Court of Appeals of Ohio, Tenth District, Franklin County
Aug 26, 2003
No. 02AP-1428 (REGULAR CALENDAR) (Ohio Ct. App. Aug. 26, 2003)

Opinion

No. 02AP-1428 (REGULAR CALENDAR)

Rendered on August 26, 2003

APPEAL from the Ohio Court of Claims.

Kennedy Knoll, and Nicholas E. Kennedy, for appellants.

Jim Petro, Attorney General, and Peter E. DeMarco, for appellee.


OPINION


{¶ 1} Plaintiffs-appellants, Artis Johnson (individually, "plaintiff") and Orencia Johnson, appeal from a judgment of the Ohio Court of Claims in favor of defendant-appellee, Ohio Department of Rehabilitation and Correction ("ODRC"). Because the trial court did not err in finding plaintiffs failed to prove ODRC committed an intentional tort against plaintiff in the course of plaintiff's employment with ODRC, we affirm.

{¶ 2} On December 1, 2000, plaintiffs filed a complaint against ODRC alleging ODRC had committed an intentional tort against plaintiff in the course of plaintiff's employment with ODRC, ODRC had violated the public policy embraced in R.C. 4101.12, and Ornecia Johnson has suffered a loss of consortium as a result of ODRC's actions.

{¶ 3} After ODRC had filed an answer to the complaint, the court set the matter for a status conference. As a result of the status conference, the court bifurcated the case, noting that the liability portion of the case was ready for trial. Prior to trial, plaintiffs voluntarily dismissed their public policy claim.

{¶ 4} On February 26, 2002, the matter was tried before Judge Russell Leach, who died before any decision or judgment entry was filed. At the status conference called to address how to proceed with the case, the court presented three options to the parties: (1) conduct a new trial, (2) submit the case to a staff attorney, who was present during the trial, for a magistrate's decision, or (3) submit the case to one of the judges of the court. Both parties selected the second option and, on September 24, 2002, the trial court appointed the staff attorney to serve as a magistrate in the matter.

{¶ 5} On October 22, 2002, the magistrate issued a decision finding "plaintiffs have failed to prove their intentional tort claim by a preponderance of the evidence." (Magistrate's Decision, 5.) Moreover, concluding the consortium claim is derivative, the magistrate determined that since "plaintiffs have failed to prove their intentional tort claim, the loss of consortium claim must also be denied." (Magistrate's Decision, 5-6.)

{¶ 6} Plaintiffs filed objections to the magistrate's decision on November 20, 2002. The trial court, however, filed a judgment entry on November 26, 2002, noting that because plaintiffs' objections were untimely filed, the court would not consider them. Further, concluding the magistrate's decision had no error of law or other defect on the face of it, the court adopted the magistrate's decision and rendered judgment in favor of ODRC. Plaintiffs appeal, assigning the following errors:

[I.] Trial Court erred in denying plaintiff [sic] cause of action for intentional tort.

## Tasks for this exercise
- 1) Reproduce the passage of the opinion starting at "Kennedy Knoll, and" and ending at "ODRC, we affirm.".
- 2) Answer these questions about the opinion:
(a) On what date did the plaintiffs file their complaint against ODRC?
(b) Which claim did the plaintiffs voluntarily dismiss before trial?
(c) On what date did the magistrate issue a decision?
- 3) According to the opinion, why did the magistrate deny the loss of consortium claim? Answer in one to three sentences.
The records after this opinion are separate material with no connection to it.

## Dataset excerpts
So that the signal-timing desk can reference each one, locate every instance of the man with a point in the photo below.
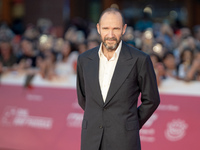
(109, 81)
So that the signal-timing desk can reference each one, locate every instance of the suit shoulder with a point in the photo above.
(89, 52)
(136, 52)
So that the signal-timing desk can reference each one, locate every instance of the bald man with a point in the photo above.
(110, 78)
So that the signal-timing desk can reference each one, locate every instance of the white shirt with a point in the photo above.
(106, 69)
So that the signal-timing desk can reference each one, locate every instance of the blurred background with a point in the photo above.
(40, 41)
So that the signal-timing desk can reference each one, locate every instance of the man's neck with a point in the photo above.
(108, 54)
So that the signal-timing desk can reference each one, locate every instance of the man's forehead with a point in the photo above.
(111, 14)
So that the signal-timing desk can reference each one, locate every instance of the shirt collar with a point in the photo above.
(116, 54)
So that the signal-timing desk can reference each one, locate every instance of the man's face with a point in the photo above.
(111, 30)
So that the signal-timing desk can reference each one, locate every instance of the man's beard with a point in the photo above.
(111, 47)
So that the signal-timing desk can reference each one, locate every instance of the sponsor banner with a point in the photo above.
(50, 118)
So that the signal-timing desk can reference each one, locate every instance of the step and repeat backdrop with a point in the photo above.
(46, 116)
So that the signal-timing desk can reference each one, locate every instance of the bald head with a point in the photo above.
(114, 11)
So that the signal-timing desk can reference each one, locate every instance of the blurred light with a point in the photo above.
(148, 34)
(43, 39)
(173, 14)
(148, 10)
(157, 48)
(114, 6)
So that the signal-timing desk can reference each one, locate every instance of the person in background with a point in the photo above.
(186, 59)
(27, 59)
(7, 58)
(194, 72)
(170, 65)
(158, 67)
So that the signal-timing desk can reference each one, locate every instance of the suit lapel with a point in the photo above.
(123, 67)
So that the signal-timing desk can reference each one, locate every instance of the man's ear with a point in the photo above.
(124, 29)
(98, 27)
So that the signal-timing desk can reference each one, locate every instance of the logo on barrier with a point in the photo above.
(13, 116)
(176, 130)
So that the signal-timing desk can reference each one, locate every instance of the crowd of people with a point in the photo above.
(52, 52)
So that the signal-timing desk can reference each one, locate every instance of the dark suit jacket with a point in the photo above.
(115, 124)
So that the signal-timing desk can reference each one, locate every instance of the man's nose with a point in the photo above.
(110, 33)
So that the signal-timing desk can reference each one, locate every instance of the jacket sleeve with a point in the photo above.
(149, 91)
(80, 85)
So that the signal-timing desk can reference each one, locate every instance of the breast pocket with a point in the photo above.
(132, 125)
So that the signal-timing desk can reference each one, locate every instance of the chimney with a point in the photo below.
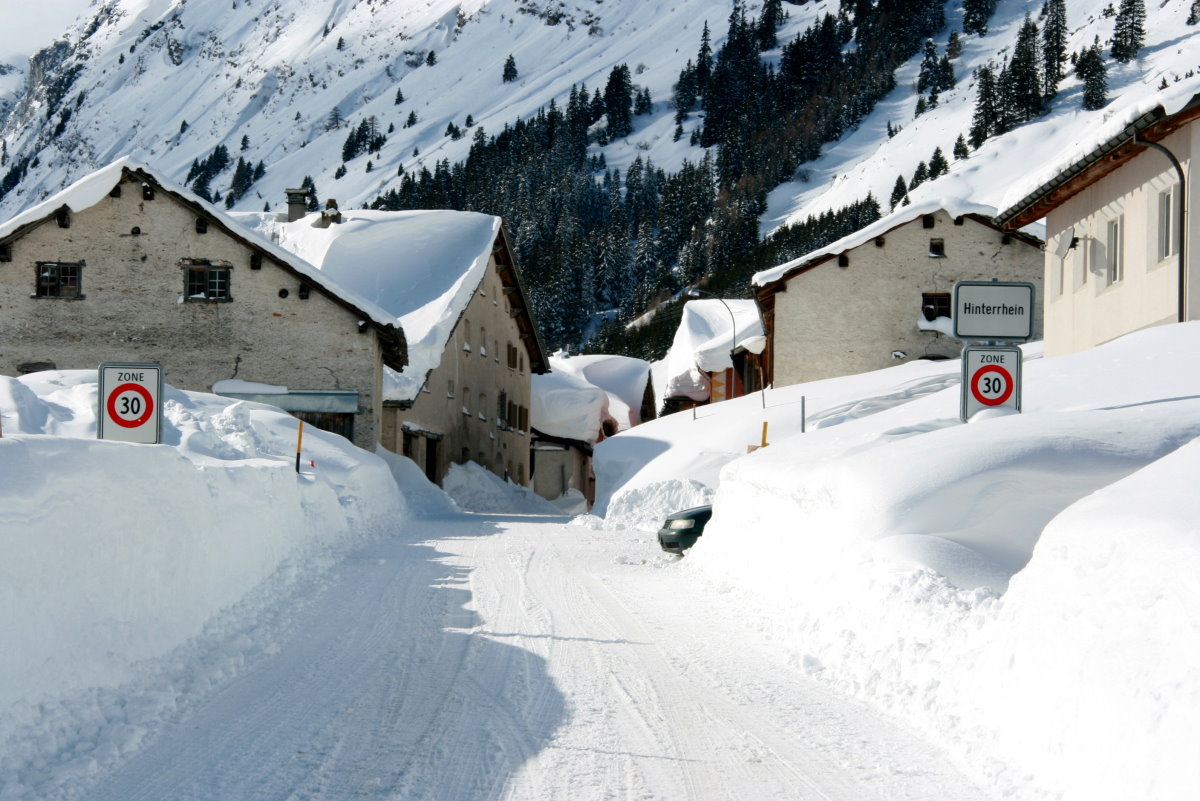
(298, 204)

## Solved tasks
- 1)
Kennedy Knoll, and Nicholas E. Kennedy, for appellants.

Jim Petro, Attorney General, and Peter E. DeMarco, for appellee.


OPINION


{¶ 1} Plaintiffs-appellants, Artis Johnson (individually, "plaintiff") and Orencia Johnson, appeal from a judgment of the Ohio Court of Claims in favor of defendant-appellee, Ohio Department of Rehabilitation and Correction ("ODRC"). Because the trial court did not err in finding plaintiffs failed to prove ODRC committed an intentional tort against plaintiff in the course of plaintiff's employment with ODRC, we affirm.

- 2)
(a) December 1, 2000
(b) Their public policy claim
(c) October 22, 2002

- 3) The magistrate concluded that the consortium claim is derivative. Because the plaintiffs had failed to prove their intentional tort claim, the loss of consortium claim also had to be denied.